ECLI:NL:GHAMS:2018:4102

Gerechtshof Amsterdam

Datum uitspraak
18 oktober 2018
Publicatiedatum
13 november 2018
Zaaknummer
200.182.438/01 OK en 200.190.772/01 OK
Instantie
Gerechtshof Amsterdam
Type
Uitspraak
Rechtsgebied
Civiel recht; Ondernemingsrecht
Procedures
  • Eerste aanleg - meervoudig
Vindplaatsen
  • Rechtspraak.nl
AI samenvatting door LexboostAutomatisch gegenereerd

Aanwijzing van de onderzoeker in het kader van een onderzoek naar het beleid en de gang van zaken van Prien Holding B.V. en Gravier E. Beheer B.V.

In deze beschikking van het Gerechtshof Amsterdam, uitgesproken op 18 oktober 2018, wordt een onderzoek gelast naar het beleid en de gang van zaken van Prien Holding B.V. en Gravier E. Beheer B.V. Dit onderzoek is een vervolg op eerdere beschikkingen van de Ondernemingskamer, waarin eerder al onderzoeken waren bevolen. De Ondernemingskamer heeft vastgesteld dat Mijn Hoek B.V. bereid is de kosten van het onderzoek te financieren. De beschikking behandelt de verzoeken van verschillende partijen, waaronder Prien Holding, Mijn Hoek en Gravier, en de rol van hun advocaten in het proces. De Ondernemingskamer wijst mr. M.W.E. Evers aan als onderzoeker en legt de voorwaarden vast voor de financiering van het onderzoek. De reikwijdte van het onderzoek is beperkt tot de financiële verhoudingen tussen de betrokken vennootschappen en hun dochterondernemingen, met de mogelijkheid om relevante gebeurtenissen voor en na de onderzoeksperiode te betrekken. De beschikking benadrukt dat het onderzoek zich niet zal uitstrekken tot het beleid van de door de Ondernemingskamer benoemde functionarissen na de eerdere beschikkingen.

Items uit een dataset met puntannotaties:
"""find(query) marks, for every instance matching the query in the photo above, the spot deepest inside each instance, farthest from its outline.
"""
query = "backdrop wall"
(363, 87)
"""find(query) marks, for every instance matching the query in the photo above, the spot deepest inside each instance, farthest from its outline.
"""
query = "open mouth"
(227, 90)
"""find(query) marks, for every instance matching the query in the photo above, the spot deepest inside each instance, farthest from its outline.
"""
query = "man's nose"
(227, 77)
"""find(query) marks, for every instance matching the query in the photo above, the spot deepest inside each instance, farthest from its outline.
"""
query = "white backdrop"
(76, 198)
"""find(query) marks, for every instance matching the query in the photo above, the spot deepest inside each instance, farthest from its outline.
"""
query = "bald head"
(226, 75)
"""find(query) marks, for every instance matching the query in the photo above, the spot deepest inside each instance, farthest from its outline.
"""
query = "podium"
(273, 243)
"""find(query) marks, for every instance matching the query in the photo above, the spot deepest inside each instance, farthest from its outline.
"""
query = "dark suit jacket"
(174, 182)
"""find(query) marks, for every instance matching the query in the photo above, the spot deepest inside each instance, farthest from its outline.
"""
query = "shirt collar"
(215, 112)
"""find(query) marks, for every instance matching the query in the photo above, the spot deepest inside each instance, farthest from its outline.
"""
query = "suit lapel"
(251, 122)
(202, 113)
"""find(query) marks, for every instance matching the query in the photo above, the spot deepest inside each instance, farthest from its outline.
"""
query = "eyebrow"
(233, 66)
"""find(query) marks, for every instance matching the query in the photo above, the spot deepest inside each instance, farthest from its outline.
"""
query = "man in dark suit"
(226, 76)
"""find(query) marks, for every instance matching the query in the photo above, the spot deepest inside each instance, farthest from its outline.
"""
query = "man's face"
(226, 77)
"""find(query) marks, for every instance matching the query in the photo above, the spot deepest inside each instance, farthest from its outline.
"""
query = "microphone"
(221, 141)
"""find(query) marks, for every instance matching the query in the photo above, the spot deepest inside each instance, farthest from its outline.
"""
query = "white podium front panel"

OPDRACHTEN:
1 – Noem alle bedrijven in de bron waarvan de naam op "B.V." eindigt.
2 – Filter de items en neem elke regel over waarin het woord "podium" voorkomt.

ANTWOORDEN:
1 –
- Prien Holding B.V.
- Gravier E. Beheer B.V.
- Mijn Hoek B.V.

2 –
query = "podium"
query = "white podium front panel"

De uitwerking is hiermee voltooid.